*** Opening of DOCUMENT SECTION ***

Adi is *always* my puppy teacher as she is bombproof! I trust her, she will tell the youngsters the way it is but would never in a million years harm them. She adores puppies, kitties and children...my true sidekick!


----------



## Ninde'Gold (Oct 21, 2006)

That is one gorgeous puppy! A Rotti would be my 2nd choice after a Golden. 

I love the picture of her and Adi, so precious.

Will Gemma be strictly a pet? Or do you want to get into fun stuff with her like Schutzhund training.


----------



## arcane (Sep 18, 2007)

goldhaven said:


> She is adorable. How old is she? I love all of the photos. She has a beautiful face.


she is 8 weeks today!


----------



## arcane (Sep 18, 2007)

Ninde'Gold said:


> That is one gorgeous puppy! A Rotti would be my 2nd choice after a Golden.
> 
> I love the picture of her and Adi, so precious.
> 
> Will Gemma be strictly a pet? Or do you want to get into fun stuff with her like Schutzhund training.


at this point she was purchased as a pet! who know what the future will hold  no puppies though!!!!


----------



## Ninde'Gold (Oct 21, 2006)

Are ya sure no puppies? She looks like she'd make some awfully cute puppies


----------



## ashleylp (Jul 23, 2011)

We have a friend with a rottie and when him and Remy play it's nice a noisy, but so gentle and fun!

I also heard a story about a family that got into an accident with their dog in the car... the family didn't make it but the dog was found at the scene of the accident two weeks later sleeping on a pile of his owner's things that had scattered in the wreck. He had piled them up and made a little bed, waiting for his owners to return. Just writing this out made me cry again... they are so incredibly loyal.


----------



## MercyMom (Dec 19, 2011)

Wow! She is a beauty and a gem!


----------



## Hearts of Gold (Dec 18, 2010)

Need..... More..... Photo's :new (13):


----------



## arcane (Sep 18, 2007)

Hearts of Gold said:


> Need..... More..... Photo's :new (13):


COME VISIT! .....take some! :--smirk::eclipsee_


----------



## OutWest (Oct 6, 2011)

Congrats on the new addition. Rotties are just wonderful dogs, especially if you get them as puppies and raise them well which you undoubtedly will! You will have a very loving and excellent protector. They're great with kids and puppies too. Keep posting pictures. She sure is cute!


----------



## arcane (Sep 18, 2007)

*Gemma is a teen LOL*

thought I would update with a 6 month old shot, this was a month ago, she is coming up on 7 mos now!!!!!!

*** Close of DOCUMENT SECTION ***
*** Opening of RECORDED INFORMATION ***

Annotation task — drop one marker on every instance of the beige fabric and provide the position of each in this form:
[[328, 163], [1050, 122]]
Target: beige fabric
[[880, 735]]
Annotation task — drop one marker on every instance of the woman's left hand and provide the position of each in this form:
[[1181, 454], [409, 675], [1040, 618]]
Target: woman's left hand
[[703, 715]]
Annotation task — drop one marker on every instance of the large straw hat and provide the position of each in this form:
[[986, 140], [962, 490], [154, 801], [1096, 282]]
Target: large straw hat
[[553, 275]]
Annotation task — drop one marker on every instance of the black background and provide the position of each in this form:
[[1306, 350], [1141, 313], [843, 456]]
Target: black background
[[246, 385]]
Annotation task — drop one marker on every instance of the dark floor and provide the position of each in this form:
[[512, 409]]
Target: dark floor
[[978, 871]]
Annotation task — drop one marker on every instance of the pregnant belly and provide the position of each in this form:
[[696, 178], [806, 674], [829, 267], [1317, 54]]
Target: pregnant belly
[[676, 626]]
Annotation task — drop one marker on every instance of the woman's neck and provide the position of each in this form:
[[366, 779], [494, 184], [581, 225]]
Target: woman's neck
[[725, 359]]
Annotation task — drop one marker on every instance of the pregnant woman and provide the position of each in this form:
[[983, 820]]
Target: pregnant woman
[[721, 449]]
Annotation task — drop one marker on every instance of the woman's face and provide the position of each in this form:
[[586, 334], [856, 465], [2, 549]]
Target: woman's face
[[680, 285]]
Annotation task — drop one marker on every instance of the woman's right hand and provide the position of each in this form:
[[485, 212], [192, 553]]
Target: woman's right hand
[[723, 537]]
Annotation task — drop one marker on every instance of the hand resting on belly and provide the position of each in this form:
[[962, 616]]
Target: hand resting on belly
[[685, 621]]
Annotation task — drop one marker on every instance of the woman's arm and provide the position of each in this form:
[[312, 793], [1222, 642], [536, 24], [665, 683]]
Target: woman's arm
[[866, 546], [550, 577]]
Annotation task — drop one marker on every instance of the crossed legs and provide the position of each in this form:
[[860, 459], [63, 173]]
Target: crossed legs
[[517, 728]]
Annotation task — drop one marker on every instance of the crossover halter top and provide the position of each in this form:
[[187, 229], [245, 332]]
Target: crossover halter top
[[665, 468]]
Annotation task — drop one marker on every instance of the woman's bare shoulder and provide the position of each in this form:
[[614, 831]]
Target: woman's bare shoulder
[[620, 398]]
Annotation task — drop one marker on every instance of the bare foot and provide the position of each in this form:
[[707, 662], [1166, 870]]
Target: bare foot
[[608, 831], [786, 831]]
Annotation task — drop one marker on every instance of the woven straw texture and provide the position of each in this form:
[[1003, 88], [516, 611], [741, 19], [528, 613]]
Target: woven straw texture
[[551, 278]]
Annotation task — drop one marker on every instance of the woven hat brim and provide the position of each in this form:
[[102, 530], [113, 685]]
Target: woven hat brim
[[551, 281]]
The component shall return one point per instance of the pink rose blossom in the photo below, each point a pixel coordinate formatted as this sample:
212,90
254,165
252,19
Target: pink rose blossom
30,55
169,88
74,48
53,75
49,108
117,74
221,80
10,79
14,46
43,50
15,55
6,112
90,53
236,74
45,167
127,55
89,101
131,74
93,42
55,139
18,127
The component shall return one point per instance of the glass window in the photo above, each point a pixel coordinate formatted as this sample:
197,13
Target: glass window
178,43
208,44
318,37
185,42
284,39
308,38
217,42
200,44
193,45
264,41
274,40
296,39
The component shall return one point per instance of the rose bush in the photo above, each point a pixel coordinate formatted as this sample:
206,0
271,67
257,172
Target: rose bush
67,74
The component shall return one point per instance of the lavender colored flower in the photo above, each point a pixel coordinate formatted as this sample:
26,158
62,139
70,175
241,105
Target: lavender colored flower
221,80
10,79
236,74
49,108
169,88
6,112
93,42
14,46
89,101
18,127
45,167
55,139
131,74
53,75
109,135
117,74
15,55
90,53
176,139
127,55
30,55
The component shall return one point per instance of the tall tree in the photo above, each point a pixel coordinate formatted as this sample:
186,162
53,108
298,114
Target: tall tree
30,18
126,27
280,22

*** Close of RECORDED INFORMATION ***

WHAT TO WORK ON:
A) According to the puppy thread, how old is Gemma on the day arcane replies to goldhaven?
B) Copy the part of the puppy thread between "## ashleylp (Jul" and "beauty and a gem!", inclusive, word for word.

OUTPUTS IN ORDER:
A) She is 8 weeks old that day.

B)
## ashleylp (Jul 23, 2011)

We have a friend with a rottie and when him and Remy play it's nice a noisy, but so gentle and fun!

I also heard a story about a family that got into an accident with their dog in the car... the family didn't make it but the dog was found at the scene of the accident two weeks later sleeping on a pile of his owner's things that had scattered in the wreck. He had piled them up and made a little bed, waiting for his owners to return. Just writing this out made me cry again... they are so incredibly loyal.


----------



## MercyMom (Dec 19, 2011)

Wow! She is a beauty and a gem!